## TASK PROMPT:
Copy everything from the line containing "Can you see the unopened" down to the line containing "column 573, row 417", swapping "flower bud" for "blossom" and keeping the rest unchanged.

## DATA LINES:
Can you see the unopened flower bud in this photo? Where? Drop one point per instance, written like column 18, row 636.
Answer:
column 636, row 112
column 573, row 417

...

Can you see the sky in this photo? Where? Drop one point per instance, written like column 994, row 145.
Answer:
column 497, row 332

## RESULT OF THE EXERCISE:
Can you see the unopened blossom in this photo? Where? Drop one point per instance, written like column 18, row 636.
Answer:
column 636, row 112
column 573, row 417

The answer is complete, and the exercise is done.